RECORD EXCERPTS:

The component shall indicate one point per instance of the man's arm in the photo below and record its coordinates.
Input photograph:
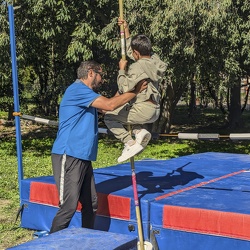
(110, 104)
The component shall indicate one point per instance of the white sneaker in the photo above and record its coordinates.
(143, 137)
(130, 151)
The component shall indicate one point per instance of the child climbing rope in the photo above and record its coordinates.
(144, 108)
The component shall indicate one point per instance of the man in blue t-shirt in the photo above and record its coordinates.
(76, 144)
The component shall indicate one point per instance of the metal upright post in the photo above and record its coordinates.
(16, 95)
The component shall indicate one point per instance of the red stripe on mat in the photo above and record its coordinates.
(204, 221)
(108, 205)
(198, 185)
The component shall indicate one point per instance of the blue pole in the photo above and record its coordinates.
(16, 95)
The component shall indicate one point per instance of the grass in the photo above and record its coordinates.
(37, 141)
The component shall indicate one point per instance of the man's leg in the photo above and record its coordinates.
(69, 174)
(88, 198)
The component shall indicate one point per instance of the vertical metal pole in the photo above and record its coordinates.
(16, 95)
(123, 46)
(137, 204)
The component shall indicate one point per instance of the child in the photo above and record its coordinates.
(144, 108)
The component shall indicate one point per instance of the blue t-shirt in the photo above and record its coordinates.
(77, 134)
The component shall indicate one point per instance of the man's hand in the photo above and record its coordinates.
(140, 86)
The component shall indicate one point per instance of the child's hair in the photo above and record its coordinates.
(142, 44)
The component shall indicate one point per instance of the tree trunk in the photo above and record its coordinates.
(235, 106)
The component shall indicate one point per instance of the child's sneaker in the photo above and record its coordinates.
(130, 151)
(143, 137)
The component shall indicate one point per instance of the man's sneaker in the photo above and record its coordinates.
(130, 151)
(143, 137)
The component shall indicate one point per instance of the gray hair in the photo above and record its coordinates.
(82, 71)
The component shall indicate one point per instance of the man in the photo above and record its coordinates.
(76, 144)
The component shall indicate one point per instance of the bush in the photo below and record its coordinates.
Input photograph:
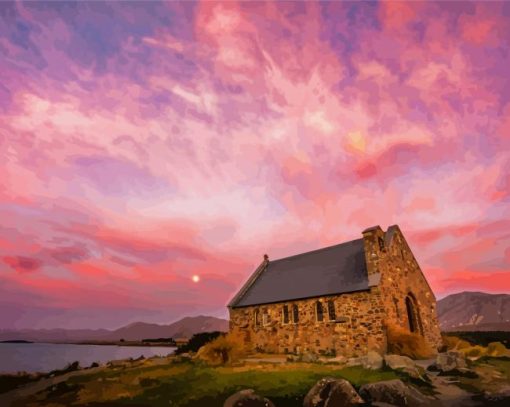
(197, 341)
(405, 343)
(474, 352)
(222, 350)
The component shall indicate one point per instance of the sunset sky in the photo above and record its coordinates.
(143, 144)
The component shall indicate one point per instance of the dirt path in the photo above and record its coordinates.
(6, 399)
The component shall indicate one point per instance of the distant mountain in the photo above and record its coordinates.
(183, 328)
(474, 311)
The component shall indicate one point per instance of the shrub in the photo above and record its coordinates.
(197, 341)
(405, 343)
(222, 350)
(474, 352)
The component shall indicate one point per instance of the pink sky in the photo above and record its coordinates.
(143, 144)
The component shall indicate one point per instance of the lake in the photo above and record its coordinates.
(44, 357)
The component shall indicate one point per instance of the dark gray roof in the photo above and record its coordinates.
(332, 270)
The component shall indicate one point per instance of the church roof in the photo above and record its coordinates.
(331, 270)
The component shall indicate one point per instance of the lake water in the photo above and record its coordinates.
(43, 357)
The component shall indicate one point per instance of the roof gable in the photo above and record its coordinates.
(331, 270)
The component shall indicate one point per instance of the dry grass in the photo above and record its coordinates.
(497, 349)
(403, 342)
(222, 350)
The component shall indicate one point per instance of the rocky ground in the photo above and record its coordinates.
(309, 381)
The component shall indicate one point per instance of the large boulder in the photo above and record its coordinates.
(331, 392)
(394, 392)
(449, 361)
(404, 364)
(372, 361)
(247, 398)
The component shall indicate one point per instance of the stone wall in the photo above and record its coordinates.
(389, 255)
(360, 317)
(358, 326)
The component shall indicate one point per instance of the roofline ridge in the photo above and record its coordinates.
(313, 251)
(247, 285)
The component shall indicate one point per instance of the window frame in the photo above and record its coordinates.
(256, 318)
(331, 310)
(295, 314)
(266, 318)
(285, 313)
(319, 305)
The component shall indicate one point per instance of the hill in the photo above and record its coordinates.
(474, 311)
(183, 328)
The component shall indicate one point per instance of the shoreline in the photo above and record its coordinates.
(99, 343)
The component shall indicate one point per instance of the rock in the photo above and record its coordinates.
(461, 372)
(337, 359)
(449, 361)
(394, 392)
(404, 364)
(372, 361)
(247, 398)
(353, 362)
(331, 392)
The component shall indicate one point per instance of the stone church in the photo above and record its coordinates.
(336, 300)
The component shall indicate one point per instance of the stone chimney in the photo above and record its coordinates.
(375, 249)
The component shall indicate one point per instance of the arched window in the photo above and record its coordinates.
(410, 315)
(319, 311)
(266, 319)
(286, 318)
(381, 243)
(413, 315)
(395, 301)
(331, 310)
(295, 313)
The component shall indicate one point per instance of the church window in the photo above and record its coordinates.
(319, 311)
(286, 318)
(266, 319)
(331, 310)
(295, 313)
(381, 244)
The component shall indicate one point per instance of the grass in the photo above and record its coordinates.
(493, 372)
(191, 384)
(403, 342)
(9, 382)
(482, 338)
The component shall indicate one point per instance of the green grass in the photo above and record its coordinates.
(193, 385)
(494, 374)
(482, 338)
(9, 382)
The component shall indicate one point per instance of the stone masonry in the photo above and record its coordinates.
(352, 323)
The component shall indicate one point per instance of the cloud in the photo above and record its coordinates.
(22, 263)
(144, 144)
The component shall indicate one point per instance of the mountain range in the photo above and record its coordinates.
(465, 311)
(136, 331)
(474, 311)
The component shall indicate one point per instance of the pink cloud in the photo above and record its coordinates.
(187, 139)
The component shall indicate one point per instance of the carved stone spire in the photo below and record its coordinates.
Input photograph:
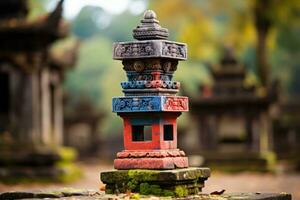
(150, 28)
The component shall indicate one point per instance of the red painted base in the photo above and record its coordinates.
(151, 163)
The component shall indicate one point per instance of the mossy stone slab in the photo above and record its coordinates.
(174, 175)
(176, 182)
(90, 194)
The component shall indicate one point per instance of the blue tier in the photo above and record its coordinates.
(150, 104)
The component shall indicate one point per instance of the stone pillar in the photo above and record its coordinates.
(28, 111)
(45, 107)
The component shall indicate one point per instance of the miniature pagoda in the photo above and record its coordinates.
(31, 119)
(151, 162)
(233, 120)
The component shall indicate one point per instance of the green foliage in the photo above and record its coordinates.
(86, 24)
(181, 191)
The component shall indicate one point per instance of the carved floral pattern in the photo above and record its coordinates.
(150, 104)
(151, 48)
(150, 84)
(176, 103)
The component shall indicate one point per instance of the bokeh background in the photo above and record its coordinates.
(264, 35)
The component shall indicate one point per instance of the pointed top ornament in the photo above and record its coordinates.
(149, 29)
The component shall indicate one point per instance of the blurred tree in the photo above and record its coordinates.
(87, 22)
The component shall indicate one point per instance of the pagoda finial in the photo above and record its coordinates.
(150, 28)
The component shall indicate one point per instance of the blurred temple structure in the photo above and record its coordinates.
(31, 117)
(234, 126)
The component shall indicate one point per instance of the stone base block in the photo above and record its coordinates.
(151, 163)
(176, 182)
(71, 194)
(154, 159)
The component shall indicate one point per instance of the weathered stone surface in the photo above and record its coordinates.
(92, 194)
(151, 163)
(177, 182)
(156, 175)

INSTRUCTIONS FOR THE TASK: Write out the data precisely as given, excluding the pictures.

EXERCISE OUTPUT:
The component shall indicate one point per instance of the man's arm in the photo below and record its coordinates.
Input photograph:
(110, 104)
The component shall indicate one point per instance of the white sneaker in the photo above and record its coordinates.
(143, 137)
(130, 151)
The component shall indicate one point per instance of the child climbing rope in the photo above and record its coordinates.
(144, 108)
The component shall indicate one point per instance of the man in blue t-shirt in the photo above and record its coordinates.
(76, 144)
The component shall indicate one point per instance of the metal upright post in the photo above and record its coordinates.
(16, 95)
The component shall indicate one point per instance of the red stripe on mat in the photo above and record its coordinates.
(204, 221)
(108, 205)
(198, 185)
The component shall indicate one point per instance of the blue pole in the photo above and record its coordinates.
(16, 95)
The component shall indicate one point per instance of the grass in the photo above and record its coordinates.
(37, 141)
The component shall indicate one point per instance of the man's leg in the photo above and record its coordinates.
(69, 174)
(88, 198)
The component shall indicate one point per instance of the vertical metal pole in the photo above and record its coordinates.
(16, 95)
(123, 46)
(137, 204)
The component shall indicate one point per instance of the child in the photo above and record its coordinates.
(144, 108)
The component shall indicate one point per instance of the blue t-shirt in the photo above and record its coordinates.
(77, 134)
The component shall indicate one point per instance of the man's hand in the photo above and record its coordinates.
(140, 86)
The component shall indicate one point per instance of the child's hair in the photo above and record its coordinates.
(142, 44)
The component shall indicate one point per instance of the tree trunk in the photo above and record its coordinates.
(235, 106)
The component shall indicate one point per instance of the child's sneaker in the photo above and record its coordinates.
(130, 151)
(143, 137)
The component shall indicate one point per instance of the man's sneaker in the photo above and record its coordinates.
(130, 151)
(143, 137)
The component shall indicate one point per instance of the gray hair in the photo above and record its coordinates.
(82, 71)
The component shall indicate one point per instance of the man in the photo above and record its coordinates.
(76, 144)
The component shall indicate one point per instance of the bush in the photo below and record its coordinates.
Input photograph:
(197, 341)
(405, 343)
(474, 352)
(222, 350)
The component shall indicate one point per instance of the sunset sky in the photo above and record its coordinates.
(143, 144)
The component shall indicate one point per instance of the dirt path in the photo above and record its coordinates.
(6, 399)
The component shall indicate one point per instance of the distant mountain in the photo above and record its coordinates.
(183, 328)
(474, 311)
The component shall indicate one point per instance of the shrub in the photo above and record its coordinates.
(197, 341)
(405, 343)
(222, 350)
(474, 352)
The component shall indicate one point per instance of the pink sky in the photo above and record its coordinates.
(143, 144)
The component shall indicate one point per instance of the lake in the photo above and record its coordinates.
(44, 357)
The component shall indicate one point per instance of the dark gray roof in the photo above and record its coordinates.
(332, 270)
The component shall indicate one point per instance of the church roof in the photo above and record its coordinates.
(331, 270)
The component shall indicate one point per instance of the lake water in the photo above and record its coordinates.
(43, 357)
The component shall indicate one point per instance of the roof gable in the photo above and record its coordinates.
(331, 270)
The component shall indicate one point per instance of the dry grass in the photo above and record its coordinates.
(497, 349)
(403, 342)
(222, 350)
The component shall indicate one point per instance of the rocky ground in the photo above and record its coordinates.
(309, 381)
The component shall indicate one point per instance of the large boulder in the photo above and record its coordinates.
(331, 392)
(394, 392)
(449, 361)
(404, 364)
(372, 361)
(247, 398)
The component shall indicate one point per instance of the stone wall in the photo above and record its coordinates.
(389, 255)
(360, 317)
(358, 326)
The component shall indicate one point per instance of the roofline ridge in the photo above and record its coordinates.
(313, 251)
(247, 285)
The component shall indicate one point per instance of the window frame in the photo above and record its coordinates.
(256, 318)
(331, 310)
(295, 314)
(266, 318)
(285, 313)
(319, 305)
The component shall indicate one point per instance of the hill in the photo above and record its coordinates.
(474, 311)
(183, 328)
The component shall indicate one point per instance of the shoreline in the photo above and record its coordinates.
(99, 343)
The component shall indicate one point per instance of the rock in the photo above and record its coordinates.
(461, 372)
(337, 359)
(449, 361)
(394, 392)
(404, 364)
(372, 361)
(247, 398)
(353, 362)
(331, 392)
The component shall indicate one point per instance of the stone church in the photo above and record its coordinates.
(336, 300)
The component shall indicate one point per instance of the stone chimney in the photo above and record its coordinates.
(375, 249)
The component shall indicate one point per instance of the arched window in the photo above and record its coordinates.
(410, 315)
(319, 311)
(266, 319)
(286, 318)
(381, 243)
(413, 315)
(395, 301)
(331, 310)
(295, 313)
The component shall indicate one point per instance of the church window in the photo above and record its coordinates.
(319, 311)
(286, 318)
(266, 319)
(331, 310)
(295, 313)
(381, 244)
The component shall indicate one point per instance of the grass in the photo above and record its coordinates.
(493, 372)
(191, 384)
(403, 342)
(9, 382)
(482, 338)
The component shall indicate one point per instance of the green grass in the photo above and record its coordinates.
(193, 385)
(494, 374)
(482, 338)
(9, 382)
The component shall indicate one point per instance of the stone masonry in the photo above and record its coordinates.
(352, 323)
The component shall indicate one point per instance of the cloud in the photo above and record its coordinates.
(22, 263)
(144, 144)
The component shall indicate one point per instance of the mountain range in the photo above and record its coordinates.
(465, 311)
(136, 331)
(474, 311)
The component shall indicate one point per instance of the pink cloud in the photo above and record its coordinates.
(187, 139)
The component shall indicate one point per instance of the carved stone spire in the photo below and record its coordinates.
Input photograph:
(150, 28)
The component shall indicate one point per instance of the red painted base in the photo above and record its coordinates.
(151, 163)
The component shall indicate one point per instance of the mossy stone slab in the photo above and record its coordinates.
(174, 175)
(176, 182)
(90, 194)
The component shall indicate one point per instance of the blue tier in the photo above and record its coordinates.
(150, 104)
The component shall indicate one point per instance of the stone pillar in the photo above and record its coordinates.
(28, 111)
(45, 107)
The component shall indicate one point per instance of the miniature pagoda in the photo above and record its coordinates.
(31, 119)
(151, 162)
(233, 120)
The component shall indicate one point per instance of the green foliage in the photo above and record its coordinates.
(86, 24)
(181, 191)
The component shall indicate one point per instance of the carved floral pattern in the photo above and record its coordinates.
(150, 104)
(151, 48)
(150, 84)
(176, 103)
The component shall indicate one point per instance of the bokeh background in the photo above and record its coordinates.
(264, 35)
The component shall indicate one point per instance of the pointed top ornament in the photo above and record its coordinates.
(149, 29)
The component shall indicate one point per instance of the blurred tree in the photo above and record its coordinates.
(87, 22)
The component shall indicate one point per instance of the pagoda finial in the photo above and record its coordinates.
(150, 28)
The component shall indicate one point per instance of the blurred temple structure in the photo above and record its coordinates.
(31, 117)
(234, 126)
The component shall indicate one point per instance of the stone base block in the photo above and record its coordinates.
(151, 163)
(176, 182)
(71, 194)
(154, 159)
The component shall indicate one point per instance of the weathered stone surface in the photo above and record its coordinates.
(92, 194)
(151, 163)
(177, 182)
(156, 175)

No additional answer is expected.